What you should do: Output all records precisely as written.

— Begin Provided records —

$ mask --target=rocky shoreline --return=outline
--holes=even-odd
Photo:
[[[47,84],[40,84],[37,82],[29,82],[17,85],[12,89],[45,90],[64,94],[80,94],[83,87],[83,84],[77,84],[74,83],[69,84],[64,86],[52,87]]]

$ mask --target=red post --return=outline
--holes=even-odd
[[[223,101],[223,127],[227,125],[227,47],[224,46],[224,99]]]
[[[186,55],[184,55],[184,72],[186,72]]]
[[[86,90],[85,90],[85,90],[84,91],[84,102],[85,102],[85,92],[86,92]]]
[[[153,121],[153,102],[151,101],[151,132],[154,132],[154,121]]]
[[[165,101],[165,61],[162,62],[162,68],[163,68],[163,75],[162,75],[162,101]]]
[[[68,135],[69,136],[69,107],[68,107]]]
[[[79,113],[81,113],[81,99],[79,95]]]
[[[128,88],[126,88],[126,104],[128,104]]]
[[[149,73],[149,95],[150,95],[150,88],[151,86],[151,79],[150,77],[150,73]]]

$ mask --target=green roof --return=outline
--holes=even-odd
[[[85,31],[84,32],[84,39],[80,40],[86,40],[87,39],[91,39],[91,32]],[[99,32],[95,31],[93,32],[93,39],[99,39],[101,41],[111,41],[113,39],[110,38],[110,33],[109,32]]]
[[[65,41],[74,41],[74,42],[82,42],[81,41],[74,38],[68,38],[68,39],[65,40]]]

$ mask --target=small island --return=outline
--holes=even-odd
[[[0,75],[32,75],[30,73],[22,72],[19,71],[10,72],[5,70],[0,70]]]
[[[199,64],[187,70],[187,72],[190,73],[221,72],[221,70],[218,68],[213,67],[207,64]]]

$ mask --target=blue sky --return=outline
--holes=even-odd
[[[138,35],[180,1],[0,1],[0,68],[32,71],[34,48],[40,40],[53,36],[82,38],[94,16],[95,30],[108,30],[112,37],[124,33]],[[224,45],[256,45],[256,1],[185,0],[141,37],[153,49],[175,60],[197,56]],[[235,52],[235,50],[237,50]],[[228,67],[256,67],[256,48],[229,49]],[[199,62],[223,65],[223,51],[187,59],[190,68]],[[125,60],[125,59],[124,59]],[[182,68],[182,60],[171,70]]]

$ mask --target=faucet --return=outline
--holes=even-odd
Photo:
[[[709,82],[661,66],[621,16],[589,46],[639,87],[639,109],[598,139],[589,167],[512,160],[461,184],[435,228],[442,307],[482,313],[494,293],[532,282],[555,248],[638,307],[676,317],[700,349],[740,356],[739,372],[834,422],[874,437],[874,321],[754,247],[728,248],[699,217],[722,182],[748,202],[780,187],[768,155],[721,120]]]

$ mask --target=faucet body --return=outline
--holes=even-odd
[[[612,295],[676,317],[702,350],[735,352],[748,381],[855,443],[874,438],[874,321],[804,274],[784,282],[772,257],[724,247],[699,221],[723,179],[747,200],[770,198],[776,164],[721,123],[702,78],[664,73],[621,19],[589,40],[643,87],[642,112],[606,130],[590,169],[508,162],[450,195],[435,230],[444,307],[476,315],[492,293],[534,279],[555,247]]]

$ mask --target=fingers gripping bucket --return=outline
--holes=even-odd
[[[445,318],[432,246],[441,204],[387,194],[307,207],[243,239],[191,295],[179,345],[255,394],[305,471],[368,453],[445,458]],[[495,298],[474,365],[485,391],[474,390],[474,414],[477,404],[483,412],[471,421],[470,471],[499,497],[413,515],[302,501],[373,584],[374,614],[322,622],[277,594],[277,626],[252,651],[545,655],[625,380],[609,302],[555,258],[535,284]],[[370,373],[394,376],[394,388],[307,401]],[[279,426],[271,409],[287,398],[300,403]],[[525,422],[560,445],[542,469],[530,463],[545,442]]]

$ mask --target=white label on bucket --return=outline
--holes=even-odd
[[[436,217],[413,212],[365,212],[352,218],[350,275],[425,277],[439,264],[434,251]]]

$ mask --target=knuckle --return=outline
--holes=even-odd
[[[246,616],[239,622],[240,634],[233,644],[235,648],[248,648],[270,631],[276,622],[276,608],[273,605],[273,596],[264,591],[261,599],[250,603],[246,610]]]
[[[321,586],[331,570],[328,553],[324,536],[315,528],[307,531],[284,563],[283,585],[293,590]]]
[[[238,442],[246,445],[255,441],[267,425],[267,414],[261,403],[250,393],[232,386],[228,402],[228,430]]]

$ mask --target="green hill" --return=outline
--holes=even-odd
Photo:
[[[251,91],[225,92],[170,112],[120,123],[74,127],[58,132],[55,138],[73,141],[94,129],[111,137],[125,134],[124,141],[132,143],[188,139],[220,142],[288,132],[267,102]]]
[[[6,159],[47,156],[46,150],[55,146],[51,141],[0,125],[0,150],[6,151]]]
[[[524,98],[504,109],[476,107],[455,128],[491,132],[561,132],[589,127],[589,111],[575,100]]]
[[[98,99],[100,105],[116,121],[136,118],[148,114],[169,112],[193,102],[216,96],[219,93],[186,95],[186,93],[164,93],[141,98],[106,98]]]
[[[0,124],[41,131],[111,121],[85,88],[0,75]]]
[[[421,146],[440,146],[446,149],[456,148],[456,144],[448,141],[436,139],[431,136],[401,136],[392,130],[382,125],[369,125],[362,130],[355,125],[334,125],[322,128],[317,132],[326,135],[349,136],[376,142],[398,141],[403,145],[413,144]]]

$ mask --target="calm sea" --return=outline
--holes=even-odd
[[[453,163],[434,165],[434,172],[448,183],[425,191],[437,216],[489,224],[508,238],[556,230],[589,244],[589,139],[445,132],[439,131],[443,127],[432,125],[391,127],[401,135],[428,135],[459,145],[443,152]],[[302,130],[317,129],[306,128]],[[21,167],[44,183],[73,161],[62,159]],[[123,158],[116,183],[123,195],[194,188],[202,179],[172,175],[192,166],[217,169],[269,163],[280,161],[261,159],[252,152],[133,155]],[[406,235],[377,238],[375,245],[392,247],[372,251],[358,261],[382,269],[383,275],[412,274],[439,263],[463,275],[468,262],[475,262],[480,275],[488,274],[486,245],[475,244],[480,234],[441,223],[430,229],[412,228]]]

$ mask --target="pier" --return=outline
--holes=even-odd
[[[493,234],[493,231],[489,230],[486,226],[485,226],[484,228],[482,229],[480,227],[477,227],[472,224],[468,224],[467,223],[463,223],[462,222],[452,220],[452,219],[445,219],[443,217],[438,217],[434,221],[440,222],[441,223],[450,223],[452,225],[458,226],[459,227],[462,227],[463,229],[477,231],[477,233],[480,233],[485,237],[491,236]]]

— End Provided records —

Response below:
$ mask --target=rocky shoreline --return=outline
--holes=even-odd
Photo:
[[[47,84],[40,84],[37,82],[29,82],[17,85],[12,89],[45,90],[64,94],[80,94],[83,87],[83,84],[77,84],[74,83],[69,84],[64,86],[52,87]]]

$ mask --target=red post --return=outline
--holes=even-odd
[[[223,101],[223,127],[227,125],[227,47],[224,46],[224,99]]]
[[[186,55],[184,55],[184,72],[186,72]]]
[[[86,90],[85,90],[85,90],[84,91],[84,102],[85,102],[85,92],[86,92]]]
[[[153,121],[153,102],[151,101],[151,132],[154,132],[154,121]]]
[[[165,101],[165,61],[162,62],[162,68],[163,68],[163,75],[162,75],[162,101]]]
[[[68,135],[69,136],[69,107],[68,107]]]
[[[79,113],[81,113],[81,99],[79,95]]]
[[[128,88],[126,88],[126,104],[128,104]]]
[[[149,73],[149,95],[150,95],[150,88],[151,86],[151,79],[150,77],[150,73]]]

$ mask --target=green roof --return=outline
--holes=even-odd
[[[85,31],[84,32],[84,39],[80,40],[86,40],[87,39],[91,39],[91,32]],[[99,32],[95,31],[93,32],[93,39],[99,39],[101,41],[111,41],[113,39],[110,38],[110,33],[109,32]]]
[[[65,41],[74,41],[74,42],[82,42],[81,41],[74,38],[68,38],[68,39],[65,40]]]

$ mask --target=small island --return=outline
--holes=even-odd
[[[0,75],[32,75],[30,73],[22,72],[19,71],[10,72],[5,70],[0,70]]]
[[[199,64],[187,70],[187,72],[190,73],[221,72],[221,70],[218,68],[213,67],[207,64]]]

$ mask --target=blue sky --return=outline
--holes=even-odd
[[[138,35],[180,1],[0,1],[0,68],[32,71],[34,48],[40,40],[53,36],[82,38],[94,16],[95,30],[108,30],[112,37],[124,33]],[[224,45],[256,45],[256,1],[185,0],[141,37],[153,49],[175,60],[197,56]],[[235,52],[235,50],[237,50]],[[228,67],[256,67],[256,48],[229,49]],[[199,62],[223,65],[223,51],[187,59],[190,68]],[[125,60],[125,59],[124,59]],[[182,68],[182,60],[171,70]]]

$ mask --target=faucet --return=outline
--holes=even-odd
Photo:
[[[709,82],[661,66],[621,16],[589,46],[639,87],[639,109],[598,139],[589,167],[512,160],[461,184],[435,228],[442,307],[482,313],[494,293],[532,282],[555,248],[638,307],[676,317],[700,349],[740,356],[739,372],[834,422],[874,437],[874,321],[754,247],[728,248],[699,217],[722,182],[748,202],[780,187],[768,155],[721,120]]]

$ mask --target=faucet body --return=outline
--holes=even-odd
[[[612,295],[676,317],[702,350],[735,352],[748,381],[855,443],[874,438],[874,321],[804,274],[784,282],[772,257],[724,247],[699,221],[723,179],[747,200],[770,198],[776,164],[721,123],[702,78],[664,73],[621,19],[589,40],[643,87],[642,112],[606,130],[590,169],[508,162],[450,195],[435,230],[444,307],[476,315],[492,293],[534,279],[555,247]]]

$ mask --target=fingers gripping bucket --return=outline
--holes=even-odd
[[[445,318],[432,246],[441,204],[387,194],[307,207],[243,239],[191,295],[179,345],[255,394],[305,471],[368,453],[445,458]],[[495,298],[474,365],[485,391],[474,390],[474,414],[477,404],[483,412],[471,421],[470,471],[499,497],[413,515],[302,501],[373,584],[374,614],[322,622],[277,594],[277,626],[252,651],[545,655],[625,380],[609,302],[555,258],[535,284]],[[370,373],[394,376],[394,388],[307,401]],[[279,426],[271,409],[287,398],[300,403]],[[525,422],[560,445],[542,469],[530,463],[545,442]]]

$ mask --target=white label on bucket --return=outline
--holes=even-odd
[[[436,217],[413,212],[365,212],[352,218],[350,275],[425,277],[439,264],[434,251]]]

$ mask --target=knuckle --return=outline
--holes=even-odd
[[[246,616],[239,622],[240,634],[233,644],[235,648],[248,648],[270,631],[276,622],[276,608],[273,605],[273,596],[264,591],[261,599],[250,603],[246,610]]]
[[[321,586],[331,570],[328,553],[324,536],[315,528],[307,531],[284,563],[283,585],[293,590]]]
[[[238,442],[246,445],[255,441],[267,425],[267,414],[261,403],[250,393],[232,386],[228,402],[228,430]]]

$ mask --target="green hill" --return=outline
--holes=even-odd
Photo:
[[[251,91],[225,92],[170,112],[120,123],[74,127],[58,132],[55,138],[73,141],[94,129],[111,137],[125,134],[124,141],[132,143],[188,139],[220,142],[288,132],[267,102]]]
[[[6,159],[47,156],[46,150],[55,146],[51,141],[0,125],[0,150],[6,151]]]
[[[524,98],[504,109],[476,107],[455,128],[491,132],[561,132],[589,127],[589,111],[575,100]]]
[[[98,99],[100,105],[116,121],[136,118],[148,114],[169,112],[193,102],[216,96],[219,93],[186,95],[186,93],[164,93],[141,98],[106,98]]]
[[[0,124],[41,131],[111,121],[85,88],[0,75]]]
[[[421,146],[440,146],[446,149],[456,148],[456,144],[448,141],[436,139],[431,136],[401,136],[392,130],[382,125],[369,125],[362,130],[355,125],[334,125],[322,128],[317,132],[326,135],[349,136],[376,142],[398,141],[403,145],[413,144]]]

$ mask --target="calm sea" --return=outline
--holes=even-odd
[[[453,163],[434,165],[434,172],[448,183],[425,191],[437,216],[489,224],[508,238],[556,230],[589,244],[589,139],[445,132],[439,131],[443,127],[432,125],[391,127],[401,135],[428,135],[459,145],[443,152]],[[302,130],[317,129],[306,128]],[[21,167],[44,183],[73,161],[62,159]],[[123,158],[116,183],[123,195],[194,188],[202,179],[172,175],[192,166],[217,169],[269,163],[280,161],[261,159],[252,152],[133,155]],[[406,235],[377,238],[375,245],[392,247],[372,251],[358,261],[382,269],[383,275],[412,274],[439,263],[463,275],[468,262],[475,262],[480,275],[488,274],[486,245],[475,244],[480,234],[441,223],[430,229],[412,228]]]

$ mask --target="pier" --return=outline
--holes=even-odd
[[[493,234],[493,231],[489,230],[486,226],[485,226],[484,228],[482,229],[480,227],[477,227],[472,224],[468,224],[467,223],[463,223],[462,222],[452,220],[452,219],[445,219],[443,217],[438,217],[434,221],[440,222],[441,223],[450,223],[452,225],[458,226],[459,227],[462,227],[463,229],[477,231],[477,233],[480,233],[485,237],[491,236]]]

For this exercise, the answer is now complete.